QUOTED PASSAGE Block Start

Telegram has been my personal playground for experimenting with NLP and conversational AI. Over the past five years, I accumulated a private group chat with recurring inside jokes, emotional context, sarcastic replies, short one-liners, and messy multilingual threads — the exact opposite of ideal training data. This talk documents how I fine-tuned a Large Language Model on that chat history to create a chatbot that speaks in my style.
Instead of focusing on already well-documented LoRA fine-tuning tutorials, this session shows the real challenges behind turning unstructured human communication into a usable dataset. I’ll walk through how raw Telegram exports become prompt-response training pairs, why Instruct models refused to learn my dark humor, how tokenization mistakes destroyed training stability, and why a 30k dataset of private interactions is worse than it looks.
Attendees will learn what works, what breaks, and what to avoid when training personality-driven LLMs. We’ll look at surprising insights: the model reproducing one-word time messages, the loss explosion caused by inappropriate humor threads, and how shorter context windows produced more coherent imitation of my tone.

QUOTED PASSAGE Block End
DATA SECTION Block Start

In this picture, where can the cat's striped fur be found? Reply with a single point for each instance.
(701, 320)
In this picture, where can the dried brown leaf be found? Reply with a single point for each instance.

DATA SECTION Block End

### ACTION ITEM:
Extend the talk abstract on fine-tuning a language model on Telegram chat history, starting right after its final sentence.

### RESULT BELOW:
This talk is an honest exploration of the technical, ethical, and psychological implications of building a digital version of yourself.
Outline:
Motivation — Why attempt a digital self From early Telegram bots and failed Seq2Seq models to attention-based LLMs; the project driven by curiosity, not necessity.
Data extraction: Telegram ≠ dataset HTML exports converted to JSONL; group chat chaos, multi-turn threads, and prompt–response formatting to teach conversational flow.
Dataset engineering: real mistakes Sarcasm, toxicity, and dark humor breaking models; overrepresented patterns (like time replies); why “include everything” distorts personality.
Model selection TinyLlama hallucinations vs. Mistral’s nuance; why Instruct models reject certain humor; switching to Mistral-7B-v0.1 to unlock tone.
Training strategy with LoRA QLoRA setup, tuning r/alpha/dropout, small batches with accumulation, avoiding catastrophic forgetting, and real GPU costs (L4 vs A100).
Tokenization: easiest way to fail Prompt+response concatenation with prompt masking; how token length and masking errors ruined runs; respecting max_length.
Inference and reality check TinyLlama’s broken tone vs. Mistral capturing inside jokes; temperature shaping sarcasm; absurd, funhouse-mirror outputs.
Unexpected lessons Humor spikes loss, time replies dominate, shorter threads learn better tone; imitation is sometimes distorted but compelling.
Ethics and psychological complexity Private data and consent, style vs identity, when the model sounds “too close,” and why curation is a moral decision.